» WRITTEN PROBLEM: Format everything from the line containing "Batch processing job — object class: chair" down to the line containing "285 159 485 775", both ends included, as a numbered list with blank lines omitted. Leave out all other records.

____ WORKING DATA

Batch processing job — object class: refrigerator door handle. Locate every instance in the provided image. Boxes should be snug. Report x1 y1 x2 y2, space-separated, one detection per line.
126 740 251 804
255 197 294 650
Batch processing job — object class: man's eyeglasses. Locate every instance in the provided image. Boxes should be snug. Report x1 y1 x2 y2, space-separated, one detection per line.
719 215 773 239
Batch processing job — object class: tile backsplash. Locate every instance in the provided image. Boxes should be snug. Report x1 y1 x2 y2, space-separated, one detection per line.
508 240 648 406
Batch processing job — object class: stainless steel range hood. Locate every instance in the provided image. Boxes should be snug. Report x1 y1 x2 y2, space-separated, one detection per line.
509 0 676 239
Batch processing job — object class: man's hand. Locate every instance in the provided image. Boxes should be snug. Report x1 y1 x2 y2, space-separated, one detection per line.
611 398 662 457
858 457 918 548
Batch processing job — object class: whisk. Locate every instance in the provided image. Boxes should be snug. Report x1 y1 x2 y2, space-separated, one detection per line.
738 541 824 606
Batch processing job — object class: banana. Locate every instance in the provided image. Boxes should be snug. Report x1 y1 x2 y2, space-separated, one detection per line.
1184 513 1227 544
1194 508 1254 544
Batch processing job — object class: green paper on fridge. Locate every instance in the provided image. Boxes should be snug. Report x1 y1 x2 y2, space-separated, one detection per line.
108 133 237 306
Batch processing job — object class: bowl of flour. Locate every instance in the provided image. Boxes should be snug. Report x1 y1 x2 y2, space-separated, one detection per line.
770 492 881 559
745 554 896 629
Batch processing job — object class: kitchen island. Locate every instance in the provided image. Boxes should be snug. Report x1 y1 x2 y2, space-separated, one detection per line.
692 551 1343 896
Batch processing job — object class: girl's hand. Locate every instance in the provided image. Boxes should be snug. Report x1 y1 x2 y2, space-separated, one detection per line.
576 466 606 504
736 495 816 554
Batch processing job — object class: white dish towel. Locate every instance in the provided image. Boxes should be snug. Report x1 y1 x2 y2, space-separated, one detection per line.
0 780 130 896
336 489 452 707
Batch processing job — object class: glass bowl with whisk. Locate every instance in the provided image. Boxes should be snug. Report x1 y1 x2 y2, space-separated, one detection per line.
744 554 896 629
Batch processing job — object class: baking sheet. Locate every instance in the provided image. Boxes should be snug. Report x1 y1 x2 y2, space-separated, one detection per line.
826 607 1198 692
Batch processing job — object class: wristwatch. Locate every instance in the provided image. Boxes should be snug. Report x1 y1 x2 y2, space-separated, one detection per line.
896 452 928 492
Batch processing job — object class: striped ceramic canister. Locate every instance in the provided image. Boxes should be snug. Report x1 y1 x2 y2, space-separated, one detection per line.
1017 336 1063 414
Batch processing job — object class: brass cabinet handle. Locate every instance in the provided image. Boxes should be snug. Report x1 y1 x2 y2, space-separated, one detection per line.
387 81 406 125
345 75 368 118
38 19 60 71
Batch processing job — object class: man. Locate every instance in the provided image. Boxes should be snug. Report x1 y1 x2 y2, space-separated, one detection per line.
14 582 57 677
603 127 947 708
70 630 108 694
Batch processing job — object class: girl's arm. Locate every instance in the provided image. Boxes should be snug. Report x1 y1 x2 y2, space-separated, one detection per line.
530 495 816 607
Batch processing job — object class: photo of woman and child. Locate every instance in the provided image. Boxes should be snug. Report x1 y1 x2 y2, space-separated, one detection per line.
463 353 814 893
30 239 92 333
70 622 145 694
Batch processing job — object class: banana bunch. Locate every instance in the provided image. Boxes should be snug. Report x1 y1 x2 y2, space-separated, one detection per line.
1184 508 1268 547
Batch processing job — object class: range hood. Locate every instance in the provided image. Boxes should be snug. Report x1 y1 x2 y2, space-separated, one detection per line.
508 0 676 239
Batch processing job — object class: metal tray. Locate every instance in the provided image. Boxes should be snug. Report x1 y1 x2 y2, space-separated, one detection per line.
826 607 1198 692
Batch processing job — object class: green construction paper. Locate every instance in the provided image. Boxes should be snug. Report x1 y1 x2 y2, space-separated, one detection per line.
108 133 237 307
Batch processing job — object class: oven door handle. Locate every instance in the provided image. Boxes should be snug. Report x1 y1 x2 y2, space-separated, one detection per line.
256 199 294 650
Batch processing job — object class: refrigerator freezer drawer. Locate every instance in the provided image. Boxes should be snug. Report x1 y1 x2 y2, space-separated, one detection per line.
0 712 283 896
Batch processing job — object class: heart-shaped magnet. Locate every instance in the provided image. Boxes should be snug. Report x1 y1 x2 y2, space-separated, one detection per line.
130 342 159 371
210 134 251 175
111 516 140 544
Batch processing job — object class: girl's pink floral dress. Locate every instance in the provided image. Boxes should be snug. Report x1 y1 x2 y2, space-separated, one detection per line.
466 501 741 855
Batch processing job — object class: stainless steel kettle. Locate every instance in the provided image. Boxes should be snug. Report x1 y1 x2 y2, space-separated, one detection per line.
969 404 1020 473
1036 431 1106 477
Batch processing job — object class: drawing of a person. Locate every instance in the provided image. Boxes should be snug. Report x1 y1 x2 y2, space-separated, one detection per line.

________
____ WORKING DATA

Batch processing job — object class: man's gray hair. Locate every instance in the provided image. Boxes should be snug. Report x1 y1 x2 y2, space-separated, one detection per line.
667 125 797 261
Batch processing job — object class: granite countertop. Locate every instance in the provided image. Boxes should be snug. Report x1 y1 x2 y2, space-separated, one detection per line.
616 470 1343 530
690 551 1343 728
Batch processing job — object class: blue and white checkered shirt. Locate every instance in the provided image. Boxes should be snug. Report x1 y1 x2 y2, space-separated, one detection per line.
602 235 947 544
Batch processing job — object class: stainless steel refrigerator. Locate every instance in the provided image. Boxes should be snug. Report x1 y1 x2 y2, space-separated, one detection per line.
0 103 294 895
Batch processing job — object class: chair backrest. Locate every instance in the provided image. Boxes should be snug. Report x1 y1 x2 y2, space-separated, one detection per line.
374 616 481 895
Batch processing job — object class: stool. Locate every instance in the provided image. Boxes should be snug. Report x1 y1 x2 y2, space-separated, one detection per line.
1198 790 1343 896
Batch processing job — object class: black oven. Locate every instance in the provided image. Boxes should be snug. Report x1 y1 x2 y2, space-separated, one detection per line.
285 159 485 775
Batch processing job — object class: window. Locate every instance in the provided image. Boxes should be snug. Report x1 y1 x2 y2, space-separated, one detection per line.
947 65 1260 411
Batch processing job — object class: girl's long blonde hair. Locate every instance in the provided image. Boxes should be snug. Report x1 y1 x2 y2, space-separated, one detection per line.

________

» EXPECTED OUTPUT:
1. Batch processing job — object class: chair backrest. Locate every instance in the provided image. Boxes should be snug. Report x1 y1 x2 y2, space-separated, one detection per line.
2. 374 616 481 895
3. Batch processing job — object class: stool. Locate every instance in the provided image. Boxes should be snug. Report x1 y1 x2 y2, space-separated, one detection per line.
4. 1198 790 1343 896
5. Batch processing job — object class: black oven. Locate every instance in the provided image. Boxes should be snug. Report x1 y1 x2 y2, space-separated, one detection per line.
6. 285 159 485 775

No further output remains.